(Stored items)
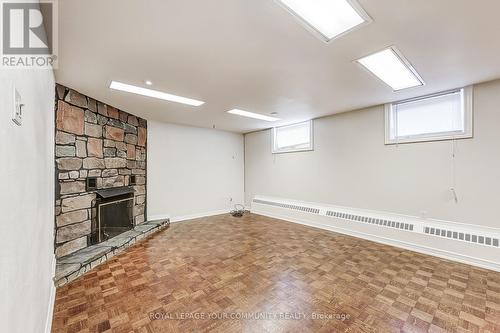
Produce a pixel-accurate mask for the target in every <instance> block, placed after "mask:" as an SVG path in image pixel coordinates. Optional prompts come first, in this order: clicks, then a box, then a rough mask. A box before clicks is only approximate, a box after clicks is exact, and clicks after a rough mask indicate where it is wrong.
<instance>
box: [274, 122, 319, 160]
mask: <svg viewBox="0 0 500 333" xmlns="http://www.w3.org/2000/svg"><path fill="white" fill-rule="evenodd" d="M272 134H273V154H277V153H289V152H294V151H306V150H313V127H312V120H310V121H306V122H303V123H298V124H293V125H288V126H281V127H275V128H273V132H272Z"/></svg>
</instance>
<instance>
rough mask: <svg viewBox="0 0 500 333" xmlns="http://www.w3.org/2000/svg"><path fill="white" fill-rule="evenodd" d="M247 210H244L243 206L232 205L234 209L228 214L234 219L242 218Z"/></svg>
mask: <svg viewBox="0 0 500 333" xmlns="http://www.w3.org/2000/svg"><path fill="white" fill-rule="evenodd" d="M248 212H249V211H248V210H245V206H243V205H241V204H236V205H234V209H233V210H232V211H231V212H230V214H231V215H232V216H234V217H242V216H243V214H245V213H248Z"/></svg>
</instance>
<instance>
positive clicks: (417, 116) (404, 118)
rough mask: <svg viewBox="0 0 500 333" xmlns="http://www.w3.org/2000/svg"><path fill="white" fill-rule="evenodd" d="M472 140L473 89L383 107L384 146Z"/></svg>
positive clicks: (398, 102) (409, 100) (459, 90)
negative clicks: (396, 143) (384, 118)
mask: <svg viewBox="0 0 500 333" xmlns="http://www.w3.org/2000/svg"><path fill="white" fill-rule="evenodd" d="M471 137H472V87H466V88H462V89H456V90H451V91H447V92H442V93H438V94H433V95H429V96H424V97H418V98H413V99H409V100H406V101H402V102H396V103H391V104H386V106H385V143H386V144H396V143H409V142H422V141H438V140H452V139H464V138H471Z"/></svg>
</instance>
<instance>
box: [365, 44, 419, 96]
mask: <svg viewBox="0 0 500 333" xmlns="http://www.w3.org/2000/svg"><path fill="white" fill-rule="evenodd" d="M356 61H357V62H359V63H360V64H361V65H363V66H364V67H366V68H367V69H368V70H369V71H370V72H372V73H373V74H375V76H377V77H378V78H379V79H381V80H382V81H384V82H385V83H386V84H387V85H389V86H390V87H391V88H392V89H393V90H394V91H398V90H402V89H407V88H412V87H418V86H423V85H424V81H423V80H422V78H421V77H420V75H418V73H417V71H416V70H415V69H414V68H413V67H412V66H411V65H410V63H409V62H408V60H406V59H405V57H404V56H403V55H402V54H401V52H399V51H398V50H397V49H396V48H394V47H390V48H388V49H385V50H382V51H380V52H377V53H374V54H371V55H369V56H367V57H364V58H361V59H358V60H356Z"/></svg>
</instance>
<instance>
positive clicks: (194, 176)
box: [147, 121, 244, 221]
mask: <svg viewBox="0 0 500 333" xmlns="http://www.w3.org/2000/svg"><path fill="white" fill-rule="evenodd" d="M147 163H148V165H147V172H148V178H147V182H148V184H147V191H148V193H147V194H148V196H147V200H148V207H147V209H148V219H155V218H163V217H167V216H169V217H171V218H172V220H174V221H175V220H179V219H186V218H189V217H194V216H202V215H207V214H214V213H217V212H219V213H220V212H222V211H229V210H230V209H231V208H232V206H233V205H234V204H235V203H243V191H244V189H243V185H244V165H243V163H244V153H243V135H241V134H235V133H230V132H223V131H218V130H211V129H202V128H196V127H188V126H180V125H173V124H166V123H159V122H152V121H150V122H148V162H147ZM230 198H232V202H230Z"/></svg>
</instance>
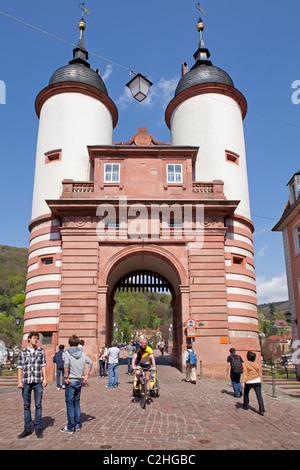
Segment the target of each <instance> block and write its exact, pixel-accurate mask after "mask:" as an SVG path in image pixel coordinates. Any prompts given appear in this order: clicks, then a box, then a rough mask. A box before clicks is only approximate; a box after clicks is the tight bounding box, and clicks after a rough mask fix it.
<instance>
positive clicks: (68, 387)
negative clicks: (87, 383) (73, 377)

» **WRITTEN TASK**
Copy out every line above character for character, omitting the pictures.

» **ANSWER SECTION**
Produce a pixel-accurate mask for the target in every <instance> block, placed after "mask:" as an SVG path in image pixel coordinates. Optional prompts come first, in this order: clicks, then a box, then a rough mask. A box before clicks is only approximate, a box after clicks is exact, and clicks after a rough mask indicate where it is wrong.
<instance>
box: [274, 122, 319, 160]
mask: <svg viewBox="0 0 500 333" xmlns="http://www.w3.org/2000/svg"><path fill="white" fill-rule="evenodd" d="M272 134H273V154H277V153H289V152H294V151H306V150H313V127H312V120H310V121H306V122H303V123H298V124H293V125H288V126H281V127H275V128H273V132H272Z"/></svg>
</instance>
<instance>
rough mask: <svg viewBox="0 0 500 333" xmlns="http://www.w3.org/2000/svg"><path fill="white" fill-rule="evenodd" d="M247 210H244L243 206L232 205L234 209L228 214L234 219L242 218Z"/></svg>
mask: <svg viewBox="0 0 500 333" xmlns="http://www.w3.org/2000/svg"><path fill="white" fill-rule="evenodd" d="M248 212H249V211H248V210H245V206H243V205H241V204H236V205H234V209H233V210H232V211H231V212H230V214H231V215H232V216H234V217H242V216H243V214H245V213H248Z"/></svg>
</instance>
<instance>
positive clicks: (417, 116) (404, 118)
rough mask: <svg viewBox="0 0 500 333" xmlns="http://www.w3.org/2000/svg"><path fill="white" fill-rule="evenodd" d="M472 140L473 89L383 107L384 146Z"/></svg>
positive clicks: (398, 102) (409, 100) (459, 90)
negative clicks: (396, 143) (384, 118)
mask: <svg viewBox="0 0 500 333" xmlns="http://www.w3.org/2000/svg"><path fill="white" fill-rule="evenodd" d="M471 137H472V87H466V88H462V89H456V90H451V91H447V92H442V93H438V94H433V95H429V96H424V97H418V98H413V99H409V100H406V101H402V102H396V103H391V104H386V106H385V143H386V144H396V143H409V142H422V141H438V140H452V139H464V138H471Z"/></svg>
</instance>
<instance>
box: [365, 44, 419, 96]
mask: <svg viewBox="0 0 500 333" xmlns="http://www.w3.org/2000/svg"><path fill="white" fill-rule="evenodd" d="M356 61H357V62H359V63H360V64H361V65H363V66H364V67H366V68H367V69H368V70H369V71H370V72H372V73H373V74H375V76H377V77H378V78H379V79H381V80H382V81H384V82H385V83H386V84H387V85H389V86H390V87H391V88H392V89H393V90H394V91H398V90H402V89H407V88H412V87H418V86H423V85H424V81H423V80H422V78H421V77H420V75H418V73H417V71H416V70H415V69H414V68H413V67H412V66H411V65H410V63H409V62H408V60H406V59H405V57H404V56H403V55H402V54H401V52H399V51H398V50H397V49H396V48H394V47H390V48H388V49H385V50H382V51H380V52H377V53H374V54H371V55H369V56H367V57H364V58H361V59H358V60H356Z"/></svg>
</instance>
<instance>
positive clicks: (194, 176)
box: [147, 121, 244, 221]
mask: <svg viewBox="0 0 500 333" xmlns="http://www.w3.org/2000/svg"><path fill="white" fill-rule="evenodd" d="M147 163H148V165H147V172H148V178H147V182H148V184H147V191H148V193H147V194H148V196H147V200H148V207H147V209H148V219H155V218H163V217H167V216H169V217H171V218H172V220H174V221H175V220H179V219H186V218H189V217H194V216H202V215H207V214H214V213H217V212H219V213H220V212H222V211H229V210H230V209H231V208H232V206H233V205H234V204H235V203H243V191H244V189H243V185H244V165H243V163H244V153H243V135H241V134H235V133H230V132H223V131H218V130H211V129H202V128H196V127H188V126H180V125H173V124H166V123H159V122H152V121H150V122H148V162H147ZM230 198H232V202H230Z"/></svg>
</instance>
Segment the target of each <instance> block and write its exact, pixel-accurate mask after "mask:" as an SVG path in image pixel coordinates. Any prompts given appear in this order: clicks, then a box, then a rough mask. A box before clicks is only approximate; a box after clicks is the tight bounding box, and clicks after a rough mask fix it.
<instance>
positive clicks: (68, 387)
negative clicks: (87, 383) (73, 377)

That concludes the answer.